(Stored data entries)
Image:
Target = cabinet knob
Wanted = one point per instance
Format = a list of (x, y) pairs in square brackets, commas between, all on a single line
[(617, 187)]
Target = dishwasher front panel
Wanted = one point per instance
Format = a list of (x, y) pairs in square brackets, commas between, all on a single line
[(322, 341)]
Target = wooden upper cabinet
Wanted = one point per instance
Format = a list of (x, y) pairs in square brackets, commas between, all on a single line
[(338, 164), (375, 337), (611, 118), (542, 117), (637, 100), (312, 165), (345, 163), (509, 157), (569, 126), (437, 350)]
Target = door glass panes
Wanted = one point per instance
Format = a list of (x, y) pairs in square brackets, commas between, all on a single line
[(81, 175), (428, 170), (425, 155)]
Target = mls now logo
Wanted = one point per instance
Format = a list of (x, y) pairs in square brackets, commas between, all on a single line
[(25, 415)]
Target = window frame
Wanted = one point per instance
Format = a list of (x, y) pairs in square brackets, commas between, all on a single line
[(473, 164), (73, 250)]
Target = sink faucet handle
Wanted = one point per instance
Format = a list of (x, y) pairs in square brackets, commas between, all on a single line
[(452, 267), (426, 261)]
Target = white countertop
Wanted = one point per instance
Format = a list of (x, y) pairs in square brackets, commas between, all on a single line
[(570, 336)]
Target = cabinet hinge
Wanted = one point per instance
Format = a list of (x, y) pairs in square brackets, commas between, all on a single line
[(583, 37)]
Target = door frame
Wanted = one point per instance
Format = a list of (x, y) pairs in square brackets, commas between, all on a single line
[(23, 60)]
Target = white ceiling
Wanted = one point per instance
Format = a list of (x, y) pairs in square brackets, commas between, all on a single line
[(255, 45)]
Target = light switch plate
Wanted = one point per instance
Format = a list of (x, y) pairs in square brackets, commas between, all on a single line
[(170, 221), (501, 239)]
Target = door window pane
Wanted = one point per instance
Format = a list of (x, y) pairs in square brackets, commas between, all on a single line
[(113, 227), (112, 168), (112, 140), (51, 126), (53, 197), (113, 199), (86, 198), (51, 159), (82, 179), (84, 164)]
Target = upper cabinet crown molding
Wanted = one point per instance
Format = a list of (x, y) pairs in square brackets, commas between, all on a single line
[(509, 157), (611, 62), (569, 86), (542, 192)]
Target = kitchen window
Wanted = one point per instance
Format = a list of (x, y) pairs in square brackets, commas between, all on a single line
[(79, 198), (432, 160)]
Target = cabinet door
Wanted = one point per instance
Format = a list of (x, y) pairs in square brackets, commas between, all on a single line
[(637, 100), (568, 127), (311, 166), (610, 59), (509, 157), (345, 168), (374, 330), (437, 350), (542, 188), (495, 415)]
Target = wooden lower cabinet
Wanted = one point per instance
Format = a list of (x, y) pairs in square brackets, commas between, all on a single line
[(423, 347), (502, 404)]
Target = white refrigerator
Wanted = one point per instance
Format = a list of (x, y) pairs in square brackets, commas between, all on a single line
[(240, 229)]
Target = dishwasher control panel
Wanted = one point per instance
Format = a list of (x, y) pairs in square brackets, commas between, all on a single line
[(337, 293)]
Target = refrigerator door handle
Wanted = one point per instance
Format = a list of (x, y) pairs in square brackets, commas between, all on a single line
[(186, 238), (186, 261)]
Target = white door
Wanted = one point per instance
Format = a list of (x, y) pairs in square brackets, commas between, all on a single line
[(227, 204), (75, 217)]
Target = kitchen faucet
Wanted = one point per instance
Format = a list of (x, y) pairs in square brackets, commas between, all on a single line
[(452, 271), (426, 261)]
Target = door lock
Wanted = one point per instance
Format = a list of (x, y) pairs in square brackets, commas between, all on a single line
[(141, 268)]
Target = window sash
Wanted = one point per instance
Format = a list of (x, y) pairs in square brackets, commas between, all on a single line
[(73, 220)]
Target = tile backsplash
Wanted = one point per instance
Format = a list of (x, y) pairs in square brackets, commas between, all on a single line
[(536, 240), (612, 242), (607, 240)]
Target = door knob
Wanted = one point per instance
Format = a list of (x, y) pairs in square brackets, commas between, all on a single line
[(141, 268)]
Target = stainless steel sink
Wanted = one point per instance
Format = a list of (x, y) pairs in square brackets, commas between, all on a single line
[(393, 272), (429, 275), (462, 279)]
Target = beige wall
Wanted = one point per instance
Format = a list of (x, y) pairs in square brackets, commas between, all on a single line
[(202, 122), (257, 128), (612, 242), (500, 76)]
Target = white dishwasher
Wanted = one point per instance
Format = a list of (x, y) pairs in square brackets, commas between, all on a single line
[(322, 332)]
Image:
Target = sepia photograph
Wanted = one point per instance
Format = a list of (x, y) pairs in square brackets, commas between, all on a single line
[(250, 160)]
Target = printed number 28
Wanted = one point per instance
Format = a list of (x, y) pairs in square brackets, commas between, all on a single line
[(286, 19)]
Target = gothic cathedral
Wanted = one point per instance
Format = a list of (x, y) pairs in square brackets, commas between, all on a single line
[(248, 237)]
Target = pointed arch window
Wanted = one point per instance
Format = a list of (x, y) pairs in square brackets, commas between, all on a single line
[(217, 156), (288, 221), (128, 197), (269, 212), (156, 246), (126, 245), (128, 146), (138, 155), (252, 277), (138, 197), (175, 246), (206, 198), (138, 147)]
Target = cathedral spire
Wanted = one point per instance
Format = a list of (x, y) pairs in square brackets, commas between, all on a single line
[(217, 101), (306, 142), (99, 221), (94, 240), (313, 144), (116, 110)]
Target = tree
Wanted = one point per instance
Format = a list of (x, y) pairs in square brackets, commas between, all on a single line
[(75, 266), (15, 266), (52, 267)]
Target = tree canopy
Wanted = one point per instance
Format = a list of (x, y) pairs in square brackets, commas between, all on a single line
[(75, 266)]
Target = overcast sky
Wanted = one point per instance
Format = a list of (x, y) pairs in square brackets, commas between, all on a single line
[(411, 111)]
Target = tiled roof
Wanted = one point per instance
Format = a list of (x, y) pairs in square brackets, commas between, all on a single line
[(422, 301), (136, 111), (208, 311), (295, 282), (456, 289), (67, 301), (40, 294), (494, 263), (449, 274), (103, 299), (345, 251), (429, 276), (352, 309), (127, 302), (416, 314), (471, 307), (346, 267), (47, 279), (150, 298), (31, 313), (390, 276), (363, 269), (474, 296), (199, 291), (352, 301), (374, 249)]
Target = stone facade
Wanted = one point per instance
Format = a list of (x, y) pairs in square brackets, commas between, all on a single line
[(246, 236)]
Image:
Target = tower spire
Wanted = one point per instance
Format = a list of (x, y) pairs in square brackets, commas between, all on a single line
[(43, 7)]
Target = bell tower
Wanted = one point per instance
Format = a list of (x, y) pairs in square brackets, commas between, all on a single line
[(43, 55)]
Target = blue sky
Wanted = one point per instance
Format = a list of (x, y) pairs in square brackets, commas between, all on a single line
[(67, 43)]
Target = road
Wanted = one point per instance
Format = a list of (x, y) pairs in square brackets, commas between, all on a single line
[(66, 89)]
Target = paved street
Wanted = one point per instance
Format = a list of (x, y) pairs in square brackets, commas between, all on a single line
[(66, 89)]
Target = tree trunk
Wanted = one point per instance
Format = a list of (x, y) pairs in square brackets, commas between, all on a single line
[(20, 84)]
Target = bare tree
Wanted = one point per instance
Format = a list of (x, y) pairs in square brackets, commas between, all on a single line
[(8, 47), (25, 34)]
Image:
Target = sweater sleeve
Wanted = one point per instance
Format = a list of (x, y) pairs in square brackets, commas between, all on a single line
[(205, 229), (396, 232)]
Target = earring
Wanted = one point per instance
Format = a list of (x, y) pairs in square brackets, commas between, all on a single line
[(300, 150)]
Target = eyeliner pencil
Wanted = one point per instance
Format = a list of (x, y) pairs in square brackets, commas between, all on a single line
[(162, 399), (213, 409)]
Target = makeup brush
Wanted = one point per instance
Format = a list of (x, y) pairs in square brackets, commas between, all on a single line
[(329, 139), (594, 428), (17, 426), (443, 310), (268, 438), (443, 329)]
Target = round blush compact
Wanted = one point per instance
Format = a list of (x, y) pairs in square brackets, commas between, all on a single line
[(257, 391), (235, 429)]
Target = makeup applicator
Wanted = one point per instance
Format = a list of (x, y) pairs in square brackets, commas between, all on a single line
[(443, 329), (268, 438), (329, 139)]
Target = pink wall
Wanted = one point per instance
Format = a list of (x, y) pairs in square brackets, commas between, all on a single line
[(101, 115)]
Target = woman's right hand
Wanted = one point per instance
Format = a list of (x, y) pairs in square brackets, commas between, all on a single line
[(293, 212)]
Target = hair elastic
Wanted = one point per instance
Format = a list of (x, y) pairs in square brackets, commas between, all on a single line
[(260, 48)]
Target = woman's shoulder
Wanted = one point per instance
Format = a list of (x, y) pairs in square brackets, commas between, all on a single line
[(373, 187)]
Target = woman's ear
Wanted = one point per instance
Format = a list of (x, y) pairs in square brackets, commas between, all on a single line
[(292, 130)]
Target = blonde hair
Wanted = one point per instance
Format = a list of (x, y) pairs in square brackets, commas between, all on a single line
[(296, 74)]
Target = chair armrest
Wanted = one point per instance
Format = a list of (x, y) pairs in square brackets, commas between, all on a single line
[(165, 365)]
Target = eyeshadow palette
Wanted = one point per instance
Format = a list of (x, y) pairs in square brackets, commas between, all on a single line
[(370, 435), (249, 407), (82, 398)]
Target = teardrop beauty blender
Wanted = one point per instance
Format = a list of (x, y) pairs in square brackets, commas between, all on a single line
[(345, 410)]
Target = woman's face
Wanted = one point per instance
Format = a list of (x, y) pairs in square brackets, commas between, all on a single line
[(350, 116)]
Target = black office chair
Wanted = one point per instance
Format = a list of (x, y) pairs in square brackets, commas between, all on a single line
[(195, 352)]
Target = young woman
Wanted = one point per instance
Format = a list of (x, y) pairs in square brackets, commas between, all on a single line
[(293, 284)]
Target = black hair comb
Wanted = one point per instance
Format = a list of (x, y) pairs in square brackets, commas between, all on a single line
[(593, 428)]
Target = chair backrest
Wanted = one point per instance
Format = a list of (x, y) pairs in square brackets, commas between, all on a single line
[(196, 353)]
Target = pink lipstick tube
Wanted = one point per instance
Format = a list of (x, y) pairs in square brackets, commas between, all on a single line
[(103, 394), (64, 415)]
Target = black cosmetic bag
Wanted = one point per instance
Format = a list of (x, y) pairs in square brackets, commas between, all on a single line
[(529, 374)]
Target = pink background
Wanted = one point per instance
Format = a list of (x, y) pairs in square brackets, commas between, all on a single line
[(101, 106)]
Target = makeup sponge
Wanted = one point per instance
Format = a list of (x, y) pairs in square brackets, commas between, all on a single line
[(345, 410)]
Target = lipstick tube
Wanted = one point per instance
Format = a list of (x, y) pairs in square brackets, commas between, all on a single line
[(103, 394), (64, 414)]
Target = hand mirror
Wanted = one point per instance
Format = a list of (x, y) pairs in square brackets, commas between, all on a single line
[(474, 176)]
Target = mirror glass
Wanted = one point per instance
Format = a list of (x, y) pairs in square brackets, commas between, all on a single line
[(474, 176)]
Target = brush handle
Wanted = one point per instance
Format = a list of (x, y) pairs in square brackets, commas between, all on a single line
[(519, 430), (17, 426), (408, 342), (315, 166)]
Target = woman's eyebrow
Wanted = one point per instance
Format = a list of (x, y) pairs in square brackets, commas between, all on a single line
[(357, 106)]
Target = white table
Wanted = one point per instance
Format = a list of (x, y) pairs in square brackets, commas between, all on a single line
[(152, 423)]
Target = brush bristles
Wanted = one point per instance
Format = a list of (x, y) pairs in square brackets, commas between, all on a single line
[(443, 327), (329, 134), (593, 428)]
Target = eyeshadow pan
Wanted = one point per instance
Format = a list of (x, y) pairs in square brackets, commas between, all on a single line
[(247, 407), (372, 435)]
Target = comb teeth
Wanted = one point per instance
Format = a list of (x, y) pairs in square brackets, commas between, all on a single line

**What this task involves**
Rewrite only the material from its start through the line containing "126), (437, 350)]", inclusive, replacing "dishwasher front panel" with "dishwasher door" and leaving everything else unchanged.

**Response for this exercise**
Image:
Target = cabinet knob
Wanted = one point per instance
Format = a list of (x, y) pairs in square brackets, commas between, all on a single line
[(617, 187)]
Target = dishwasher door
Wanted = one point per instance
Format = a list of (x, y) pairs in square brackets, commas between, all on a single line
[(322, 341)]
Target = wooden upper cabinet
Wanted = one point per instance
Format = a list of (x, y) pairs in square brackets, commas between, all on a single line
[(338, 164), (375, 337), (611, 118), (542, 117), (637, 100), (312, 165), (345, 163), (509, 157), (569, 126), (437, 350)]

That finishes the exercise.